**DATA PROVIDED:**
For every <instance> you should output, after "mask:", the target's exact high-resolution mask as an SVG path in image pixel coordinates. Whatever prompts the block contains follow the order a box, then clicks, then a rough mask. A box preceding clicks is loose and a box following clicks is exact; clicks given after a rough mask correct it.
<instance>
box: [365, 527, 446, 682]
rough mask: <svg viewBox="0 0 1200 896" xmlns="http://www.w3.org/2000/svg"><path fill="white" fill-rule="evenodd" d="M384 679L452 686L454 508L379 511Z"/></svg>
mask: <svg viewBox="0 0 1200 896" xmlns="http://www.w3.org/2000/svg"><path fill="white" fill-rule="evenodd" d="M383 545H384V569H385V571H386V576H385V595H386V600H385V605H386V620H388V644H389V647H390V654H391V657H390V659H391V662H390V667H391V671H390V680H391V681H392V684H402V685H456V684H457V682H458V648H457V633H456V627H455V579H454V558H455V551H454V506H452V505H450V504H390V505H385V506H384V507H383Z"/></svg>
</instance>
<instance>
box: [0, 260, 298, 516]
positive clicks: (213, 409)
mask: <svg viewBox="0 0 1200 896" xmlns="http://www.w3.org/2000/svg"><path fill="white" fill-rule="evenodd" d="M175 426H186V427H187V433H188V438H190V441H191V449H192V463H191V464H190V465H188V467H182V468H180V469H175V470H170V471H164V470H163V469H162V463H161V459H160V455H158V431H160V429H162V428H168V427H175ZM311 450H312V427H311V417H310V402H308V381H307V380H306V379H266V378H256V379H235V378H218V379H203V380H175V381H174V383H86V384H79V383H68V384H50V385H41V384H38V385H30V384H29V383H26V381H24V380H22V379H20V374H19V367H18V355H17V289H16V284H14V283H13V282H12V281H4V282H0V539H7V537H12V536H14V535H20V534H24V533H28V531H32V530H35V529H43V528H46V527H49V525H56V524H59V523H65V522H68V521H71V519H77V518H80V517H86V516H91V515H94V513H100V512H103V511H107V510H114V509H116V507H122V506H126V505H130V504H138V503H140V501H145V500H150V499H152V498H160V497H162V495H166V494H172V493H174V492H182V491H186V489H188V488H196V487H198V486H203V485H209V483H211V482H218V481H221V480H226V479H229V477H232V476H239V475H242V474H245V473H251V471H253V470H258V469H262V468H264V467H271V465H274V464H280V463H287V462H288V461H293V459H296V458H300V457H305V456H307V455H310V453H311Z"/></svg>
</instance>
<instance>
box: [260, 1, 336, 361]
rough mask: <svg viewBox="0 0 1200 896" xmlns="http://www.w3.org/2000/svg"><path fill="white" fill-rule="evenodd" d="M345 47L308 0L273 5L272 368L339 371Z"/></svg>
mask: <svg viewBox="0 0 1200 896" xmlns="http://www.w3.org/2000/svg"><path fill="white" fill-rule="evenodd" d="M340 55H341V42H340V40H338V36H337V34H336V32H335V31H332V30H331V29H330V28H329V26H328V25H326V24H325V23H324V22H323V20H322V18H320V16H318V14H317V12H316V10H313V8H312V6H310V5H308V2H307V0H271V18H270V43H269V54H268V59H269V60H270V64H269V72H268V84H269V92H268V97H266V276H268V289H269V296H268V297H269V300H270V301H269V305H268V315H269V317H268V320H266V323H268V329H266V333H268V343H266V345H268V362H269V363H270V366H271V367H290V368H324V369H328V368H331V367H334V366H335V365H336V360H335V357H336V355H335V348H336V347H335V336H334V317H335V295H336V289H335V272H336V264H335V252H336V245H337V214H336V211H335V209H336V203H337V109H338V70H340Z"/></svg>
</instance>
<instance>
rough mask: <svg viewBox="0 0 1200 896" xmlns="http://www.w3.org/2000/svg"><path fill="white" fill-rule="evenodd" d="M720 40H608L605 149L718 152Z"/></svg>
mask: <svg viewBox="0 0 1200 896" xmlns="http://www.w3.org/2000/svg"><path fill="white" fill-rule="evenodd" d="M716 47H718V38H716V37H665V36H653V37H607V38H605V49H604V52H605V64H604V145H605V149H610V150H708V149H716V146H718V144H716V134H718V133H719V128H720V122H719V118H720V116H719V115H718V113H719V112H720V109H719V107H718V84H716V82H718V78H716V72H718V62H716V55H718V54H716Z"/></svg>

**WHAT IS REQUIRED:** State how many lines of the entries above contain the string "clicks", treating uppercase and lowercase as different. Give only the number.

**RESPONSE BELOW:** 2